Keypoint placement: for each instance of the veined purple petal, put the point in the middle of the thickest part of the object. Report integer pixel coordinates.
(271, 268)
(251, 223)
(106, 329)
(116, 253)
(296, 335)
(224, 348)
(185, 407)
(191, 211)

════

__Problem requirements__: Output the data above verbatim, reproducing every line in its original order.

__Exercise answer__:
Keypoint placement: for each instance of the veined purple petal, put the point in the middle of the thickest part of the object. Report integer pixel coordinates.
(271, 268)
(251, 223)
(106, 329)
(116, 253)
(296, 335)
(224, 348)
(185, 407)
(191, 211)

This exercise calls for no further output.